• PETUNJUK
a – Kata atau frasa apa saja yang diapit tanda kutip dalam teks tentang kampus dan mitos? Sebutkan masing-masing satu kali saja.
b – Teruskan teks tentang kampus dan mitos, dimulai sesudah kalimat terakhirnya.

Kampus sebagai institusi pendidikan tinggi memiliki hubungan “kawin kontrak” dengan mitos
oleh: M. Fauzan Zenrif
ARTIKEL|JATIMSATUNEWS.COM - Kampus sebagai institusi pendidikan tinggi memiliki hubungan “kawin kontrak” dengan mitos. Sebagai institusi yang mengemban fungsi pengembangan ilmu pengetahuan, kampus menggunakan metode rasional dan empiris dalam menjelaskan dunia. Dalam hal ini, kampus dianggap sesuatu yang berlawanan dengan mitos, sebab mitos dalam kehidupan Masyarakat tradisional berfungsi menjelaskan dunia, fenomena alam, secara simbolis dan naratif. Namun, jika diamati lebih dalam lagi, dalam perkembangnnya ilmu pengetahuan juga menciptakan “mitos baru” dalam wujud ideologi dan paradigma yang kuat sesuai dengan perkembangan zaman, misalnya lahirnya “bayi” bernama teknomisisme.
Keyakinan atau kepercayaan terhadap teknologi serba bisa menjadi problem solver untuk semua permasalahan hidup manusia, sosial, ekonomi, politik, maupun lingkungan, telah menjadi bagian dari “keimanan” kebanyakan saintis dan akademisi. Doktrin terkini dari ajaran “keimanan” teknomisisme adalah keyakinan bahwa kecerdasan buatan (Artificial Intelligence, AI) pada saatnya akan menggantikan semua pekerjaan manusia.

• INFORMASI YANG DIBERIKAN
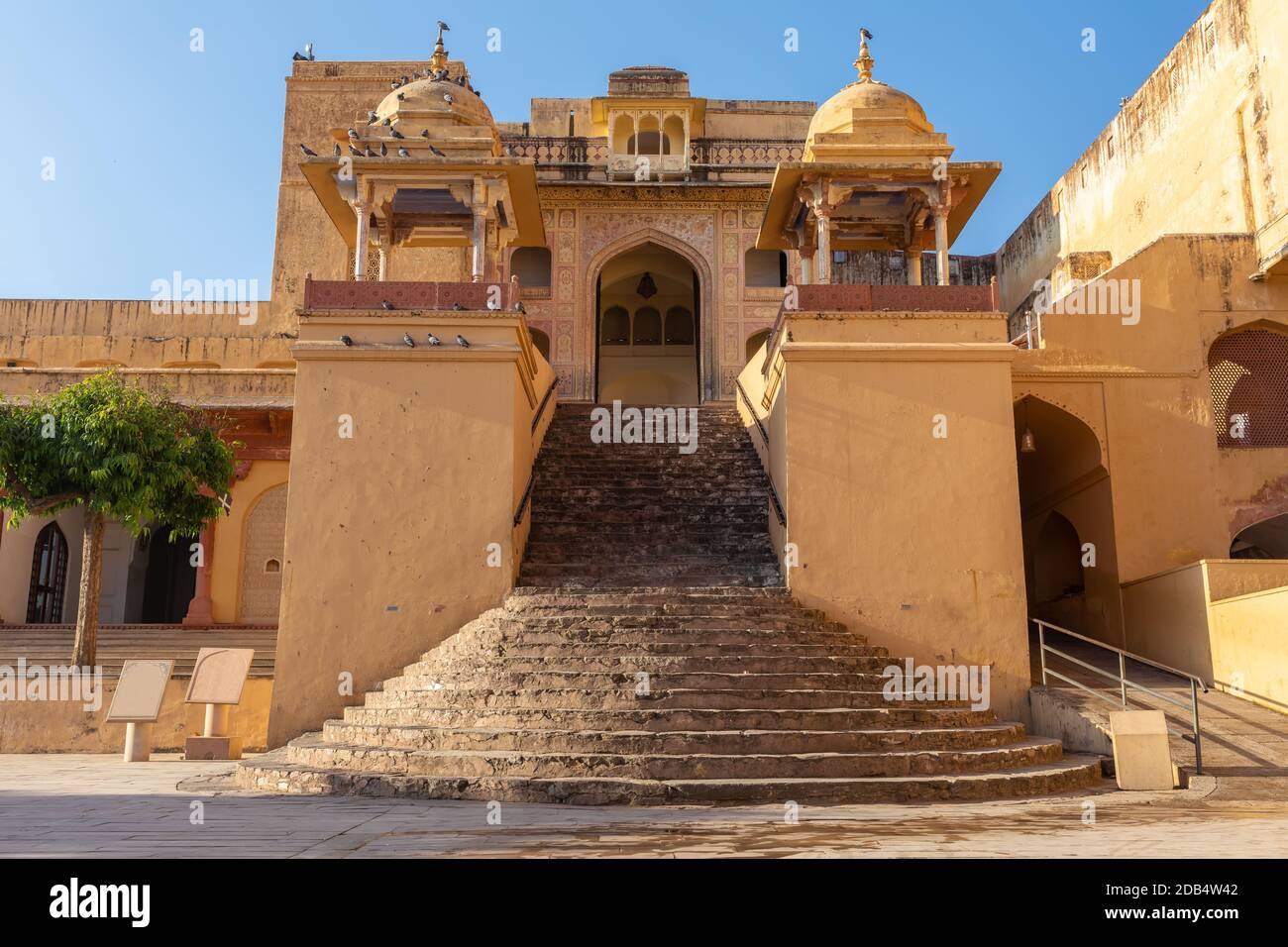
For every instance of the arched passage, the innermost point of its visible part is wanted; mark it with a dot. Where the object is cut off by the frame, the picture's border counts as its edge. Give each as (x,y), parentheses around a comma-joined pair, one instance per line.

• HASIL TUGAS
a – kawin kontrak, mitos baru, bayi, keimanan

b –
Penggunaan teknologi sebagai solusi utama untuk semua persoalan hidup dalam berbagai aspek, misalnya ditandai dengan lahirnya konsep smart city, bisa saja akan mengenyampingkan persoalan sosial, budaya, dan terutama etika. Artinya, pengabaian terhadap efek negatif dari penggunaan teknologi akan leahirkan ketimpangan sosial, eksploitasi sumber daya, dan pada akhirnya akan menjadi ancaman bagi kehidupan manusia, misalnya gangguan terhadap hal yang bersifat privasi dan kebebasan individu. Laksana terkena pepatah senjata makan tuan, lahirnya positivisme pasca The Structure of Scientific Revolutions milik Thomas Kuhn (1922–1996), teori ilmiah yang sudah “dimapankan” telah menjadi “mitos modern” yang dibidani kampus.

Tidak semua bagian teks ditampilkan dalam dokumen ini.